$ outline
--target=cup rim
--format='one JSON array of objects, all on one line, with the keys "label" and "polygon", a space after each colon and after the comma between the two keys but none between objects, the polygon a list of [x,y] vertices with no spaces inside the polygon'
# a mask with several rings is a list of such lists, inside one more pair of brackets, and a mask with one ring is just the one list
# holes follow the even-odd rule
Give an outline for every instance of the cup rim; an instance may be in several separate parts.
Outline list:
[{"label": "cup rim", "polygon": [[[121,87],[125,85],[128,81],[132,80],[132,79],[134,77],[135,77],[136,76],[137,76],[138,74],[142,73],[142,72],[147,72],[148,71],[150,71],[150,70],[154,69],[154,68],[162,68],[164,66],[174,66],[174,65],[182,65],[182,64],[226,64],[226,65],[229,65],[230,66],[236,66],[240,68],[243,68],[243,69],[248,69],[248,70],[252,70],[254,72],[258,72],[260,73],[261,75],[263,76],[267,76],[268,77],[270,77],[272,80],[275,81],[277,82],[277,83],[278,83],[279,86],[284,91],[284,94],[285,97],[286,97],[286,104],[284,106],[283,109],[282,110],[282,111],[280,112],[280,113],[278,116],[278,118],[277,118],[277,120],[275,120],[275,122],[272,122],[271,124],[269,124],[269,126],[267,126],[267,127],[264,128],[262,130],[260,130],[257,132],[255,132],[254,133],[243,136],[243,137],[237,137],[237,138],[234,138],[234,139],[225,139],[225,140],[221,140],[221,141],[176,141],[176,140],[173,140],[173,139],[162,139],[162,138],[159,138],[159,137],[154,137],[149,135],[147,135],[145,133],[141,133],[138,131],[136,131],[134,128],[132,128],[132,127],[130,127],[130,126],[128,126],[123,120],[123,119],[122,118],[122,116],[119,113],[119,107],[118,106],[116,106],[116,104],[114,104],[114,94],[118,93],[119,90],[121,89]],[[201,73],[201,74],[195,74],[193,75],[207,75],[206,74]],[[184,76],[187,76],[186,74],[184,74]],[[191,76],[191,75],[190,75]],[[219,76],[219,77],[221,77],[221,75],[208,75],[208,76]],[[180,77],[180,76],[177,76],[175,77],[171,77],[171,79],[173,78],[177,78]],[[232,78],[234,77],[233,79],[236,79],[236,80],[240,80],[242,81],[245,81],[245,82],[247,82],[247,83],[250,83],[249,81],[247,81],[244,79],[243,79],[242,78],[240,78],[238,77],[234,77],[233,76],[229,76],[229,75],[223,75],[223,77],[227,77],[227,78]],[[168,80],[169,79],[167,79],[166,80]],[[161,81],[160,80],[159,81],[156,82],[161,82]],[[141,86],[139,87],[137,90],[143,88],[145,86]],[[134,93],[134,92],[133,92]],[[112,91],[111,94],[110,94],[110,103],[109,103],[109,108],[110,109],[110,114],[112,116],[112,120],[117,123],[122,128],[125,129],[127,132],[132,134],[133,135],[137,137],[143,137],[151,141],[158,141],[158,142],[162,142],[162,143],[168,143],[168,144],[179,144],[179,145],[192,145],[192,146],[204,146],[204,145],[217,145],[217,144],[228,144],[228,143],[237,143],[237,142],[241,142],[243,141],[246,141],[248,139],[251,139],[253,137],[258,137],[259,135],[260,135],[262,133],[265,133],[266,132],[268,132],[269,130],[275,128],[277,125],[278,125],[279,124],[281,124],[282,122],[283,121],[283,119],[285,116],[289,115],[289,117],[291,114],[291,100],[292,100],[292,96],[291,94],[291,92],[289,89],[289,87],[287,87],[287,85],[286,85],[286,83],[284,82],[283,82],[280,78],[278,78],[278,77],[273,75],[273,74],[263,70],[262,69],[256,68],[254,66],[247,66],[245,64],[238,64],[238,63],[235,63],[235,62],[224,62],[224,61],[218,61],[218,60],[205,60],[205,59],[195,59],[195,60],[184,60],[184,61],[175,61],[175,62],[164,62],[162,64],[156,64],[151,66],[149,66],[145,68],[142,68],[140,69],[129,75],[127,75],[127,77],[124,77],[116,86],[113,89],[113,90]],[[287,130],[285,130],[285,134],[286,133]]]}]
* * *
- _Exercise goal_: Make an exact copy of the listing, including every line.

- _Written reply_:
$ outline
--target=cup rim
--format='one JSON array of objects, all on one line, with the keys "label" and "polygon", a space after each colon and after the comma between the two keys but none between objects, the polygon a list of [x,y] vertices with no spaces inside the polygon'
# a mask with several rings is a list of such lists, inside one more pair of brackets, and a mask with one ring is just the one list
# holes follow the even-odd rule
Give an outline for every instance of the cup rim; an instance may be in several separate parts.
Outline list:
[{"label": "cup rim", "polygon": [[[121,87],[125,85],[128,81],[132,80],[132,79],[134,77],[135,77],[136,76],[137,76],[138,74],[142,73],[142,72],[147,72],[148,71],[150,71],[150,70],[154,69],[154,68],[162,68],[164,66],[174,66],[174,65],[182,65],[182,64],[226,64],[226,65],[229,65],[230,66],[236,66],[240,68],[243,68],[243,69],[248,69],[248,70],[252,70],[254,72],[258,72],[260,73],[261,75],[263,76],[267,76],[268,77],[270,77],[272,80],[275,81],[277,82],[277,83],[278,83],[279,86],[284,91],[284,94],[285,97],[286,97],[286,104],[284,106],[283,109],[282,110],[282,111],[280,112],[280,113],[278,116],[278,118],[277,118],[277,120],[275,120],[275,122],[272,122],[271,124],[269,124],[269,126],[267,126],[267,127],[264,128],[262,130],[260,130],[257,132],[255,132],[254,133],[243,136],[243,137],[237,137],[237,138],[234,138],[234,139],[225,139],[225,140],[221,140],[221,141],[176,141],[176,140],[173,140],[173,139],[162,139],[162,138],[159,138],[159,137],[154,137],[149,135],[147,135],[145,133],[141,133],[138,131],[136,131],[134,128],[132,128],[132,127],[130,127],[130,126],[128,126],[123,120],[123,119],[122,118],[122,116],[119,113],[119,107],[118,106],[116,106],[116,104],[114,104],[114,94],[118,93],[119,90],[121,89]],[[201,73],[201,74],[195,74],[193,75],[207,75],[206,74]],[[184,76],[187,76],[186,74],[184,74]],[[191,76],[191,75],[190,75]],[[219,76],[219,77],[221,77],[221,75],[208,75],[208,76]],[[180,77],[180,76],[177,76],[175,77],[171,77],[171,79],[173,78],[177,78]],[[232,78],[234,77],[233,79],[236,79],[236,80],[240,80],[242,81],[245,81],[245,82],[247,82],[247,83],[250,83],[249,81],[247,81],[244,79],[243,79],[242,78],[240,78],[238,77],[234,77],[233,76],[229,76],[229,75],[223,75],[223,77],[227,77],[227,78]],[[168,80],[169,79],[167,79],[166,80]],[[161,81],[160,80],[159,81],[156,82],[161,82]],[[141,86],[139,87],[137,90],[143,88],[145,86]],[[134,93],[134,92],[133,92]],[[112,91],[111,94],[110,94],[110,103],[109,103],[109,108],[110,109],[110,114],[112,116],[112,120],[117,123],[122,128],[125,129],[127,132],[132,134],[133,135],[137,137],[143,137],[151,141],[158,141],[158,142],[162,142],[162,143],[168,143],[168,144],[179,144],[179,145],[192,145],[192,146],[204,146],[204,145],[217,145],[217,144],[228,144],[228,143],[237,143],[237,142],[241,142],[243,141],[246,141],[248,139],[251,139],[253,137],[258,137],[259,135],[260,135],[262,133],[265,133],[266,132],[268,132],[269,130],[275,128],[277,125],[278,125],[279,124],[281,124],[282,122],[283,121],[283,119],[285,116],[289,115],[289,117],[291,114],[291,100],[292,100],[292,96],[291,94],[291,92],[289,89],[289,87],[287,87],[287,85],[286,85],[286,83],[284,82],[283,82],[280,78],[278,78],[278,77],[273,75],[273,74],[263,70],[262,69],[256,68],[254,66],[247,66],[245,64],[238,64],[238,63],[235,63],[235,62],[224,62],[224,61],[218,61],[218,60],[205,60],[205,59],[195,59],[195,60],[184,60],[184,61],[175,61],[175,62],[164,62],[162,64],[156,64],[151,66],[149,66],[145,68],[142,68],[140,69],[129,75],[127,75],[127,77],[124,77],[116,86],[113,89],[113,90]],[[287,130],[285,130],[285,134],[286,133]]]}]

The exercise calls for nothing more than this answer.